### Input rows
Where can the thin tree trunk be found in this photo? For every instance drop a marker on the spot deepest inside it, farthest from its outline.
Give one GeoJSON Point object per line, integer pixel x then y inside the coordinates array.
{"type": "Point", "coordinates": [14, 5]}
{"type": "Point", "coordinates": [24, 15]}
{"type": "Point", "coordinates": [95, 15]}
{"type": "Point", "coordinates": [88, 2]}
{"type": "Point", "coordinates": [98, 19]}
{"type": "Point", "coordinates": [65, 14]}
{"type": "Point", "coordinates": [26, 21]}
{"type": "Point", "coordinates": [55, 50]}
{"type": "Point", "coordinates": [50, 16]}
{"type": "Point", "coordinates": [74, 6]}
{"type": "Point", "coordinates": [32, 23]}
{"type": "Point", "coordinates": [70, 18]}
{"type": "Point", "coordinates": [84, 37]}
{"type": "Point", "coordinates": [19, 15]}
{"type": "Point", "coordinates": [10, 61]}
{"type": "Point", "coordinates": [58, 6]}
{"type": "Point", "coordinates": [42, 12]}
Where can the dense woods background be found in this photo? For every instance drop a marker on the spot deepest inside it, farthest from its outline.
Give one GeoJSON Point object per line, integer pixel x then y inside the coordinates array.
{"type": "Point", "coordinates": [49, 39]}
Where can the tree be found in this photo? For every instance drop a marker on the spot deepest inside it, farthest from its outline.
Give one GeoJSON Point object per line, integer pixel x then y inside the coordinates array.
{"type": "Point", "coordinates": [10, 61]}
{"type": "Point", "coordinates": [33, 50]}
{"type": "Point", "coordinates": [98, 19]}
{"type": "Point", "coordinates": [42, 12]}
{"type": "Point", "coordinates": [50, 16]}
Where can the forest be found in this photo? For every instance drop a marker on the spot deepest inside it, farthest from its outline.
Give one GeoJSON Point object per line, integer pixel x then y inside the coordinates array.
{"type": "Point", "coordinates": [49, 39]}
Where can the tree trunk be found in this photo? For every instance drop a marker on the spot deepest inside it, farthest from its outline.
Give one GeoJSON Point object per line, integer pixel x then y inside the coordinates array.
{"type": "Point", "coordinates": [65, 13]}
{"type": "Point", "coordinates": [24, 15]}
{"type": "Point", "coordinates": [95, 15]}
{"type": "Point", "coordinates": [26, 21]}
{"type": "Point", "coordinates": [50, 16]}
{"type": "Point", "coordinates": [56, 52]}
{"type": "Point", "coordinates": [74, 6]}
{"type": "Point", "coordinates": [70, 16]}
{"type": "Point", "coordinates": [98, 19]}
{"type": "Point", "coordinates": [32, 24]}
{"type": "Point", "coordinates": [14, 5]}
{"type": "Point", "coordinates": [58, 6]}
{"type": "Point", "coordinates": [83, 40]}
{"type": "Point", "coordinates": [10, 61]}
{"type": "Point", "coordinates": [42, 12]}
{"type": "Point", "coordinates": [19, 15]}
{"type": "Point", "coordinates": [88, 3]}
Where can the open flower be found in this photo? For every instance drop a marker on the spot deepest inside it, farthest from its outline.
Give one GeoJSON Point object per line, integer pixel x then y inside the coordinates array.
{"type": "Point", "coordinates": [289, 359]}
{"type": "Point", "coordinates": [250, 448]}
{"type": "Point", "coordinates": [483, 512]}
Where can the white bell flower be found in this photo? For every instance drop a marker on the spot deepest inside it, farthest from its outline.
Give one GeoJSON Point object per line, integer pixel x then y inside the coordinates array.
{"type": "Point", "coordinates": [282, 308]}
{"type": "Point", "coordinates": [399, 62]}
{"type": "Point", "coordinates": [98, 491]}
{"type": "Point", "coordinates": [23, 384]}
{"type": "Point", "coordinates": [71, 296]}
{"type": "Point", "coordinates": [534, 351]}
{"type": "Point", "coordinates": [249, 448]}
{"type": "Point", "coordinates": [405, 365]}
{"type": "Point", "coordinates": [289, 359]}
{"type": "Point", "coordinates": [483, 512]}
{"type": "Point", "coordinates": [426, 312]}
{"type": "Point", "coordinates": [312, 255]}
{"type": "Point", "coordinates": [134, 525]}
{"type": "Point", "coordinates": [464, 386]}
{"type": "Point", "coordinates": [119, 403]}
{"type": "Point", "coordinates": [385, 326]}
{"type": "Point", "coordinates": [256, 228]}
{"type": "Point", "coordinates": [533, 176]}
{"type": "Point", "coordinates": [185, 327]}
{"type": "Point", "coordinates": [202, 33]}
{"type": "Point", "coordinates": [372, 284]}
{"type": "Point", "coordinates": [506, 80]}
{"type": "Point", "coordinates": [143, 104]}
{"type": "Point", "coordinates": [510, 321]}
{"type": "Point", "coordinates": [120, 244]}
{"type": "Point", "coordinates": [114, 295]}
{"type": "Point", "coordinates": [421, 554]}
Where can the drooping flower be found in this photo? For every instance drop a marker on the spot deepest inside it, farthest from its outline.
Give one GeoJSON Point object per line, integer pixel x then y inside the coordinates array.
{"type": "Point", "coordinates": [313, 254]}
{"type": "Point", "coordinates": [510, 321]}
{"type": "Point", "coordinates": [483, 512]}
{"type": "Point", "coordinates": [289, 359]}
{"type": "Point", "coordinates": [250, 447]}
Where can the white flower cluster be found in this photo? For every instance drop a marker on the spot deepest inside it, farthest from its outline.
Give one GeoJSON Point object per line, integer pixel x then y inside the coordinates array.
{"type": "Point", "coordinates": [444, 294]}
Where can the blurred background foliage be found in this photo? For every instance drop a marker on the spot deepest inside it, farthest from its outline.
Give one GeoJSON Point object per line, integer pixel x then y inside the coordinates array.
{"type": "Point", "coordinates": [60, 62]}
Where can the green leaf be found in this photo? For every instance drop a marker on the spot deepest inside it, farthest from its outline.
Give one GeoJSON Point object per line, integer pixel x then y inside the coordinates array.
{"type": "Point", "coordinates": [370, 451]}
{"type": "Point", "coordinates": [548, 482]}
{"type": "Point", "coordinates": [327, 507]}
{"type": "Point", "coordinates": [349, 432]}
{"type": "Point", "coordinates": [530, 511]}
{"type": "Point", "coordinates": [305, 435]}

### Problem statement
Transcribe the data above in full, exactly.

### Full response
Where can the thin tree trunk be found in this photo? For every instance drop a marker on the spot deepest inside it, farthest from its outline.
Give one GeoJSON Point object per line, integer pixel x then y inside the coordinates array.
{"type": "Point", "coordinates": [14, 5]}
{"type": "Point", "coordinates": [24, 15]}
{"type": "Point", "coordinates": [95, 15]}
{"type": "Point", "coordinates": [88, 2]}
{"type": "Point", "coordinates": [98, 19]}
{"type": "Point", "coordinates": [65, 14]}
{"type": "Point", "coordinates": [26, 21]}
{"type": "Point", "coordinates": [55, 50]}
{"type": "Point", "coordinates": [50, 16]}
{"type": "Point", "coordinates": [74, 6]}
{"type": "Point", "coordinates": [32, 23]}
{"type": "Point", "coordinates": [70, 18]}
{"type": "Point", "coordinates": [84, 37]}
{"type": "Point", "coordinates": [19, 15]}
{"type": "Point", "coordinates": [10, 61]}
{"type": "Point", "coordinates": [58, 6]}
{"type": "Point", "coordinates": [42, 12]}
Where can the dense woods background be found in this photo? For every instance drop a marker on the spot deepest inside it, farthest from its outline.
Give one GeoJSON Point object per line, integer pixel x then y inside the coordinates array.
{"type": "Point", "coordinates": [49, 39]}
Where can the tree be found in this photo? For every instance drop a marker on the spot deepest inside it, farthest from its outline.
Give one GeoJSON Point object per line, integer pixel x then y inside the coordinates array.
{"type": "Point", "coordinates": [10, 61]}
{"type": "Point", "coordinates": [33, 50]}
{"type": "Point", "coordinates": [98, 19]}
{"type": "Point", "coordinates": [42, 12]}
{"type": "Point", "coordinates": [50, 16]}
Where can the forest be found in this photo? For every instance drop a marker on the spot deepest inside it, farthest from its outline.
Give one GeoJSON Point object per line, integer pixel x then y inside the coordinates array.
{"type": "Point", "coordinates": [49, 39]}
Where can the tree trunk be found in this photo? For every instance drop a marker on the spot deepest inside it, farthest from its outline.
Give one GeoJSON Point object per line, integer pixel x then y inside the coordinates array.
{"type": "Point", "coordinates": [65, 13]}
{"type": "Point", "coordinates": [24, 15]}
{"type": "Point", "coordinates": [95, 15]}
{"type": "Point", "coordinates": [26, 21]}
{"type": "Point", "coordinates": [50, 16]}
{"type": "Point", "coordinates": [56, 52]}
{"type": "Point", "coordinates": [74, 6]}
{"type": "Point", "coordinates": [70, 16]}
{"type": "Point", "coordinates": [98, 19]}
{"type": "Point", "coordinates": [32, 24]}
{"type": "Point", "coordinates": [14, 5]}
{"type": "Point", "coordinates": [58, 6]}
{"type": "Point", "coordinates": [83, 40]}
{"type": "Point", "coordinates": [10, 61]}
{"type": "Point", "coordinates": [42, 12]}
{"type": "Point", "coordinates": [19, 15]}
{"type": "Point", "coordinates": [88, 3]}
Where can the open flower be found in this photo? For every instance drop a marker on the spot deepest inside it, farthest from its outline.
Give one GeoJSON Point object per line, integer pixel x then y inside the coordinates array.
{"type": "Point", "coordinates": [289, 359]}
{"type": "Point", "coordinates": [250, 448]}
{"type": "Point", "coordinates": [483, 512]}
Where can the white bell flower be found in this photo? For every instance drop a marker on the spot deepest inside it, farthest from its outline.
Give one GeoJSON Point object per line, integer pixel x then y inside the coordinates array.
{"type": "Point", "coordinates": [282, 308]}
{"type": "Point", "coordinates": [399, 62]}
{"type": "Point", "coordinates": [98, 491]}
{"type": "Point", "coordinates": [23, 384]}
{"type": "Point", "coordinates": [71, 296]}
{"type": "Point", "coordinates": [534, 351]}
{"type": "Point", "coordinates": [249, 448]}
{"type": "Point", "coordinates": [405, 365]}
{"type": "Point", "coordinates": [289, 359]}
{"type": "Point", "coordinates": [483, 512]}
{"type": "Point", "coordinates": [426, 312]}
{"type": "Point", "coordinates": [312, 255]}
{"type": "Point", "coordinates": [134, 525]}
{"type": "Point", "coordinates": [464, 386]}
{"type": "Point", "coordinates": [119, 403]}
{"type": "Point", "coordinates": [385, 326]}
{"type": "Point", "coordinates": [256, 228]}
{"type": "Point", "coordinates": [533, 176]}
{"type": "Point", "coordinates": [185, 327]}
{"type": "Point", "coordinates": [202, 33]}
{"type": "Point", "coordinates": [372, 284]}
{"type": "Point", "coordinates": [506, 80]}
{"type": "Point", "coordinates": [143, 104]}
{"type": "Point", "coordinates": [510, 321]}
{"type": "Point", "coordinates": [120, 244]}
{"type": "Point", "coordinates": [114, 295]}
{"type": "Point", "coordinates": [421, 554]}
Where can the drooping flower be found in this photo? For every instance drop a marker on the spot deepest inside it, farthest from its outline.
Give one GeoJSON Point object per line, integer pixel x then y inside the coordinates array.
{"type": "Point", "coordinates": [313, 254]}
{"type": "Point", "coordinates": [510, 321]}
{"type": "Point", "coordinates": [483, 512]}
{"type": "Point", "coordinates": [289, 359]}
{"type": "Point", "coordinates": [250, 447]}
Where can the white flower cluster be found in this photo? For every instance drop a marker on the spot deepest inside it, farthest from its outline.
Give one GeoJSON Point object per line, integer pixel x then y inside the coordinates array.
{"type": "Point", "coordinates": [444, 294]}
Where can the blurred background foliage be found in this photo? For every instance drop a marker on the spot deepest inside it, farthest from its outline.
Give one GeoJSON Point object per line, integer pixel x then y inside the coordinates array.
{"type": "Point", "coordinates": [60, 62]}
Where can the green leaf be found in this photo? For every instance drop a marker on the spot deepest inside it, farthest from its outline.
Give one GeoJSON Point object per line, integer pixel x then y inside the coordinates array.
{"type": "Point", "coordinates": [370, 451]}
{"type": "Point", "coordinates": [548, 482]}
{"type": "Point", "coordinates": [327, 507]}
{"type": "Point", "coordinates": [349, 432]}
{"type": "Point", "coordinates": [530, 511]}
{"type": "Point", "coordinates": [305, 435]}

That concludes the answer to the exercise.